» **課題一覧**
[a] 本文をもとに、次の問いに答えてください。
(i) 紹介されている記事が載った雑誌は何で、何号ですか。
(ii) オフィスにかかってくる電話のおおよそ何割が営業電話だと判明しているとされていますか。
(iii) 筆者が税務署に初めて配属になったのは、およそ何年前ですか。
[b] リストから、文字列「wheel」を含む行をすべて抜き出してください。大文字と小文字は区別します。

» **本文**
電話対応は生産性を下げる
週刊東洋経済(2022年3月5日特大号)に、
「電話対応をやめると“得する”これだけの理由」
という題名の記事がありました。
電話代行サービス事業を行っている会社の方に聞いた話が記事の内容なのですが、
「オフィスにかかってくる電話のおおよそ8割が『営業電話』」
と判明しているそうです。
以前所属していた事務所では、HPに個人の直通の電話番号が記載されていましたが、営業の電話が結構かかってきましたし、以前は私の個人事務所のHPに携帯電話の番号を記載していたのですが、営業の電話ばかりかかってくるので、記載を止めました。
また、
「業務を中断されることで生産性を下げる懸念」
もあるそうです。
電話を受けると、その都度、応対者は作業を止めることとなりますし、作業を再開するにしても、すぐに元通りにはならず、まず、
「どんな作業をしていたのだっけ」
と思い出して、それから作業を再開となりますので、
「確かに業務の効率を悪くしているなぁ」
と思います。
税務署への電話
今は、税務相談センターが出来て、一般的な税務相談については税務相談センターの職員が対応しているので、状況が劇的に変わりましたが、私が税務署に初めて配属になった頃(15年くらい前)は、それぞれの税務署の職員が電話対応をしていました。

» **課題用データ**
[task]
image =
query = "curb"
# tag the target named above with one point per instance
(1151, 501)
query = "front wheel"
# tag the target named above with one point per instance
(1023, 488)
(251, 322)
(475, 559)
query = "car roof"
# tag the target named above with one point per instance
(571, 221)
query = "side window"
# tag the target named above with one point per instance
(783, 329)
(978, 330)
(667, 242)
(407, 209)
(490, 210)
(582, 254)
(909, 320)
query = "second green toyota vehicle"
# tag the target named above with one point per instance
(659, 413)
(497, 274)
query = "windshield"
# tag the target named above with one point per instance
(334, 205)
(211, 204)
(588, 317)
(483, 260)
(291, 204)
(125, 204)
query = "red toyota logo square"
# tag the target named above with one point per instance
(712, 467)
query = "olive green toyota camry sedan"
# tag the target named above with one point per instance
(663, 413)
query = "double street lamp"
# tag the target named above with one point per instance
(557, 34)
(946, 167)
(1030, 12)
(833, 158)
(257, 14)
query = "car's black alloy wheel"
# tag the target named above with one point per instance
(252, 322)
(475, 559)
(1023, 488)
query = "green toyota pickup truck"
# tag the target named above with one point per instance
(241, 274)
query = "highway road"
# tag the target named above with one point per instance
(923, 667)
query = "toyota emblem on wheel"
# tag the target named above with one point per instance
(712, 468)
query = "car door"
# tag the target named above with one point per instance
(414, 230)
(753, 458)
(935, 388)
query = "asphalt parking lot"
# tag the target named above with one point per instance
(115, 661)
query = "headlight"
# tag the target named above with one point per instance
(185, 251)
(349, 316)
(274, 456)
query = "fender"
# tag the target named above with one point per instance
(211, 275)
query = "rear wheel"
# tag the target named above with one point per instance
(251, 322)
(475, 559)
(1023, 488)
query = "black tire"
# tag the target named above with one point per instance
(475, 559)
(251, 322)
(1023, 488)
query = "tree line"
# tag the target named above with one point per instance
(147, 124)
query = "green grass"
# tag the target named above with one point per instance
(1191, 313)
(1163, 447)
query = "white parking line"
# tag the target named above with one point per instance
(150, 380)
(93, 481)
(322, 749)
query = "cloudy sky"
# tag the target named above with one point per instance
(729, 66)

» **解答一覧**
[a]
(i) 週刊東洋経済の2022年3月5日特大号です。
(ii) おおよそ8割です。
(iii) 15年くらい前です。

[b]
query = "front wheel"
query = "car's black alloy wheel"
query = "toyota emblem on wheel"
query = "rear wheel"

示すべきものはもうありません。